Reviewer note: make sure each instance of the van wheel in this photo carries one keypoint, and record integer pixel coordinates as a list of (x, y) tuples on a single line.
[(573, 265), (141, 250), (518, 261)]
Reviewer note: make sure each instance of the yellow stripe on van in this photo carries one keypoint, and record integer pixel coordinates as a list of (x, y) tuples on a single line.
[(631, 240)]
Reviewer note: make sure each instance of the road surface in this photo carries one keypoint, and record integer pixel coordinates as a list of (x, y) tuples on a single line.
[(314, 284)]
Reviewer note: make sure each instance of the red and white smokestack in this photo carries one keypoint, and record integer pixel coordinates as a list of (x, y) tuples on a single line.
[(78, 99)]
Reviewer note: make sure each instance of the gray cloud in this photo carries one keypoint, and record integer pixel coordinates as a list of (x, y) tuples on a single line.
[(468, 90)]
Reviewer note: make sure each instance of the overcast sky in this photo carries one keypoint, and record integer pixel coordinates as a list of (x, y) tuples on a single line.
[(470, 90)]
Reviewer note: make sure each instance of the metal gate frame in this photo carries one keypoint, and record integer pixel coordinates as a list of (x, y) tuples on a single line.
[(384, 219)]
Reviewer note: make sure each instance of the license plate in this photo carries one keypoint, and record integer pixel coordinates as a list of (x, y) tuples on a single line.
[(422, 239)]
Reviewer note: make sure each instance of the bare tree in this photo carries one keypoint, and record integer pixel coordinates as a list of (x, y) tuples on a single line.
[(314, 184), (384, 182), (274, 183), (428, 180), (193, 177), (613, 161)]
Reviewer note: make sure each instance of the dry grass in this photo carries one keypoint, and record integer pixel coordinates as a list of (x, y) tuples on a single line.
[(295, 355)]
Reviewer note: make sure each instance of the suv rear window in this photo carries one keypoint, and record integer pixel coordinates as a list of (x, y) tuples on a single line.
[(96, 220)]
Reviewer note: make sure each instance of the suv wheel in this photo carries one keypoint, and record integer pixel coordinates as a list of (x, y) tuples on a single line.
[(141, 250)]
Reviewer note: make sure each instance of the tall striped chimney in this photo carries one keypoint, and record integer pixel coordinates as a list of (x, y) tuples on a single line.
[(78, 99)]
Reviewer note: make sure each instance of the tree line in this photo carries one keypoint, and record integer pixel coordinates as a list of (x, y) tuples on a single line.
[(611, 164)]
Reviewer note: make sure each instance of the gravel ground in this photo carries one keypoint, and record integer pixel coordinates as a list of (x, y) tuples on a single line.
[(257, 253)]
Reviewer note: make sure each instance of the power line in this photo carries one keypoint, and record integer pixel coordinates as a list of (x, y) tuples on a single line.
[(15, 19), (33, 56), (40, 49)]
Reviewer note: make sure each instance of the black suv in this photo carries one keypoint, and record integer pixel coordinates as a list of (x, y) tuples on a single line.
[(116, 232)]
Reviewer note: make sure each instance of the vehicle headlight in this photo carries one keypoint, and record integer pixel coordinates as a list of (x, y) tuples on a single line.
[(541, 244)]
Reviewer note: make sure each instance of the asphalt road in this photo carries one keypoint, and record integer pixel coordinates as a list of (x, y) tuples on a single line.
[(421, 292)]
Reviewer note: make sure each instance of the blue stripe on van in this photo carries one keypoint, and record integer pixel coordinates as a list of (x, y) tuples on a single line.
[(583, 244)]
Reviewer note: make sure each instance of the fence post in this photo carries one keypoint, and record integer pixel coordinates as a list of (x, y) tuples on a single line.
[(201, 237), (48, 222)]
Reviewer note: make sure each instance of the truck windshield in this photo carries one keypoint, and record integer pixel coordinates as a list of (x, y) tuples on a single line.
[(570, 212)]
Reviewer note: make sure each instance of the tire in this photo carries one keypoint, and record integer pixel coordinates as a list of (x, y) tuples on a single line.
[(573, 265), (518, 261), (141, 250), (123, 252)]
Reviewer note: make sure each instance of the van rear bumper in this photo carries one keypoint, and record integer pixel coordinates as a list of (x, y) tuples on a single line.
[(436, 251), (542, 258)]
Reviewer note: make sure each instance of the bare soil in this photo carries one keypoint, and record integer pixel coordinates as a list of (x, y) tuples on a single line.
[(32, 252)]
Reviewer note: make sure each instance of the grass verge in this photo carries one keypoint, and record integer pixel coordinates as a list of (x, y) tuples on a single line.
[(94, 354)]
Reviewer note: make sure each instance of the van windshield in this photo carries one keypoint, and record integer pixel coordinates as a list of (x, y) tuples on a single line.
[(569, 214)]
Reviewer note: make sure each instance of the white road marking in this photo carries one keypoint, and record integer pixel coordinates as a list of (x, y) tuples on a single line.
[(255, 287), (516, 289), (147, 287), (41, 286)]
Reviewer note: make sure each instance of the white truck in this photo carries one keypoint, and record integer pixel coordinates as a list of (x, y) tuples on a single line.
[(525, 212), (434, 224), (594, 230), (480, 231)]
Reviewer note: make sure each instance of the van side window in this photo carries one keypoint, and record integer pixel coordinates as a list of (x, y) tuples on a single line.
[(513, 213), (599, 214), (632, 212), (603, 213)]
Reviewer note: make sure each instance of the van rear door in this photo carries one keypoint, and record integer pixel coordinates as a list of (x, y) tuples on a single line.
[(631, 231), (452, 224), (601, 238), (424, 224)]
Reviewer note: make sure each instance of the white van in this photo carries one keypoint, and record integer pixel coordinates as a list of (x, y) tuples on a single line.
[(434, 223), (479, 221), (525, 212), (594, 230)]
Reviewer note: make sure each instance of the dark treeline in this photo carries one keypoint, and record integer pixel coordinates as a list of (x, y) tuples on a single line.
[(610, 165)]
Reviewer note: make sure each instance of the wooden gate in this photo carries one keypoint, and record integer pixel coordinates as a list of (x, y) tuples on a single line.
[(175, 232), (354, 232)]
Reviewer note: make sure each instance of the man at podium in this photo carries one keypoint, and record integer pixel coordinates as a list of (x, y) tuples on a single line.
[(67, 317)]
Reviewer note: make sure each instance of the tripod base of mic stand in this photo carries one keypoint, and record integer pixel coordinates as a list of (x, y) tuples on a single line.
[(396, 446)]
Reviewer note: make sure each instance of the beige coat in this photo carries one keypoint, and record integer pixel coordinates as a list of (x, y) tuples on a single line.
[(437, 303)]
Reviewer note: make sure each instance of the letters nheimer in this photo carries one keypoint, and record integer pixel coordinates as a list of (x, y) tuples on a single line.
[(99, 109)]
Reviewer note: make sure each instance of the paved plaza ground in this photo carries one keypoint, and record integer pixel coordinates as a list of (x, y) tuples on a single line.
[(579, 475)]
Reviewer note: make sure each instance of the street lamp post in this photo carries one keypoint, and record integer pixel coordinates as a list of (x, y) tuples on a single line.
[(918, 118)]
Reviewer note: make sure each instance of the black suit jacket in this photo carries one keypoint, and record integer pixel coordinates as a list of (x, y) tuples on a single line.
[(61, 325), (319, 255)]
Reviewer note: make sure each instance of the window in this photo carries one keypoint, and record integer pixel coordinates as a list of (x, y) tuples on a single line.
_____
Problem to work on = Copy all of the data above word for word, leaving every line unchanged.

Result =
Reviewer note: make sure each instance of the van wheel in this photo carries one keypoint, and record integer pixel coordinates as a list of (x, y) tuples on a single line.
[(573, 265), (141, 250), (518, 261)]
Reviewer note: make sure each instance of the yellow stripe on van in this photo carries one keypoint, and record integer pixel coordinates as a list of (x, y) tuples on a single line.
[(631, 240)]
Reviewer note: make sure each instance of the road surface in this photo carries one keypoint, and record integer pixel coordinates as a list of (x, y) tuples on a single line.
[(314, 284)]
Reviewer note: make sure each instance of the red and white smokestack in this photo carries one keypoint, and record integer pixel coordinates as a list of (x, y) tuples on a single line.
[(78, 99)]
Reviewer note: make sure each instance of the gray cloud in this photo carries one keypoint, and record integer pixel coordinates as a list of (x, y) tuples on a single line.
[(468, 90)]
Reviewer note: make sure each instance of the overcast sky in this photo carries one keypoint, and record integer pixel coordinates as a list of (x, y) tuples on a single line.
[(470, 90)]
Reviewer note: make sure each instance of the metal gate frame in this photo carries one keypoint, and record integer pixel coordinates as a list of (x, y) tuples on a single line.
[(384, 219)]
Reviewer note: make sure each instance of the license plate in this photo carries one keypoint, and record integer pixel coordinates as a list of (x, y) tuples on a single line.
[(422, 239)]
Reviewer note: make sure each instance of the bare tree in this photo carries one keypoint, and record integer pixel coordinates as a list of (x, y) tuples on a single line.
[(314, 184), (384, 182), (274, 183), (428, 180), (193, 177), (613, 161)]
Reviewer note: make sure each instance of the dry grass in this photo carries one keypoint, and record integer pixel coordinates as a list of (x, y) tuples on a single line.
[(295, 355)]
Reviewer note: make sure each instance of the suv rear window in this photo carries one keypoint, and record integer pixel coordinates as a list of (x, y) tuples on a single line.
[(96, 220)]
Reviewer note: make sure each instance of the suv wheel in this photo carries one keypoint, and record integer pixel coordinates as a list of (x, y) tuples on a single line.
[(141, 250)]
Reviewer note: make sure each instance of the tall striped chimney in this photo carries one keypoint, and record integer pixel coordinates as a list of (x, y) tuples on a single line.
[(78, 99)]
Reviewer note: make sure each instance of the tree line in this photo carries one keypoint, and record integer pixel coordinates as a list of (x, y) tuples on a single line.
[(611, 164)]
Reviewer note: make sure each instance of the gravel ground in this photo carries one keypoint, and record integer pixel coordinates as a list of (x, y) tuples on a single line.
[(257, 253)]
Reviewer note: make sure each instance of the power line in this photo carries one keypoint, and record integer pixel coordinates as a list of (x, y) tuples on a single line.
[(15, 19), (33, 56), (40, 49)]
Reviewer note: make sure each instance of the black suv in this photo carries one keypoint, and record integer pixel coordinates as a list of (x, y) tuples on a single line.
[(116, 232)]
Reviewer note: make sure each instance of the vehicle headlight in this photo carries one keypoint, and record integer pixel coordinates as a list of (x, y) tuples on a single line.
[(541, 244)]
Reviewer note: make sure each instance of the asphalt road in this photo carries one keypoint, and record integer pixel coordinates as a list of (x, y) tuples on a single line.
[(421, 292)]
Reviewer note: make sure each instance of the blue stripe on van in this photo carries one keypoint, and record integer pixel coordinates as a list of (x, y) tuples on a single line.
[(583, 244)]
Reviewer note: make sure each instance of the fence post in this photo carries one keypoint, and record integer pixel coordinates as a list of (x, y) tuples on a single line.
[(201, 237), (48, 222)]
Reviewer note: make sure each instance of the truck windshield in this photo carries one keypoint, and record integer pixel coordinates as a list of (x, y) tuples on a single line.
[(570, 212)]
Reviewer note: make sure each instance of the tire in this photo carries one keypoint, and record integer pixel coordinates as a list of (x, y) tuples on a single line.
[(573, 265), (518, 261), (141, 250), (123, 252)]
Reviewer note: make sure each instance of the van rear bumper in this photo carries one keypoint, and record integer pixel coordinates as a list of (x, y) tuples on a single line.
[(436, 251), (542, 258)]
Reviewer note: make sure each instance of the bare soil in this photo carries one keypoint, and record integer pixel coordinates as a list of (x, y) tuples on a single line.
[(32, 252)]
Reviewer note: make sure each instance of the grass verge in this photo carries one keypoint, and record integer pixel coordinates as a list of (x, y) tuples on a single line.
[(94, 354)]
Reviewer note: make sure each instance of the van windshield in this photo carries one keypoint, and record integer pixel coordinates as a list of (x, y) tuples on a single line.
[(569, 214)]
Reviewer note: make sure each instance of the white road marking in this photo carries one keypoint, and record integer pixel coordinates as a list of (x, y) tuples on a single line.
[(255, 287), (516, 289), (147, 287), (41, 286)]
Reviewer note: make sure each instance of the white truck in this photo carries one keypoint, and record integer pixel coordinates as a list of (x, y) tuples on a single line.
[(525, 212), (434, 224), (594, 230), (480, 231)]
Reviewer note: make sure each instance of the van side window in this photo carries one keypoint, and record integer pixel coordinates as a list of (x, y) tuples on a single line.
[(513, 213), (599, 214), (632, 212), (603, 213)]
Reviewer note: make sure each instance of the van rear door in this photo carries one keypoint, and record integer pixel coordinates as a list of (x, y) tuples on a single line.
[(631, 231), (452, 224), (601, 238), (424, 224)]
Reviewer note: make sure each instance of the white van in this photo carries one keypoint, and record integer pixel coordinates as a list of (x, y) tuples on a single line.
[(434, 223), (479, 221), (525, 212), (594, 230)]
Reviewer note: make sure each instance of the dark treeline in this photo carries one keypoint, and record integer pixel coordinates as a list of (x, y) tuples on a single line.
[(610, 165)]
Reviewer note: make sure each instance of the wooden gate in this photo carries one keypoint, and record integer pixel coordinates as a list of (x, y) tuples on a single line.
[(175, 232), (354, 232)]
Reviewer note: make sure each instance of the man at podium in this photo carries one keypoint, and record integer pixel coordinates as a list of (x, y) tuples on a single line.
[(67, 317)]
Reviewer note: make sure each instance of the tripod base of mic stand in this photo carries one keypoint, and record integer pixel coordinates as a list of (x, y) tuples on a single line.
[(396, 446)]
Reviewer note: make sure each instance of the beige coat in this photo carries one keypoint, and record integer pixel coordinates as a list of (x, y) tuples on a single line.
[(437, 303)]
Reviewer note: make sure each instance of the letters nheimer in this photo carries one keypoint, and record integer pixel coordinates as a list of (x, y) tuples on a single line.
[(99, 109)]
Reviewer note: make sure each instance of the paved plaza ground in this photo carries one keypoint, and record integer pixel coordinates as a list of (x, y) tuples on a single line.
[(579, 475)]
Reviewer note: make sure each instance of the street lamp post in this photo carries one keypoint, and record integer pixel coordinates as a list of (x, y) tuples on a single line.
[(918, 118)]
Reviewer note: make sure each instance of the black suit jacket in this photo carries one keypoint, and record integer pixel coordinates as a list of (x, y) tuples on a single line.
[(61, 325), (319, 255)]
Reviewer note: make sure each instance of the window in this photo carries one keypoint, and record integer pixel coordinates as a list of (x, y) tuples on a single line.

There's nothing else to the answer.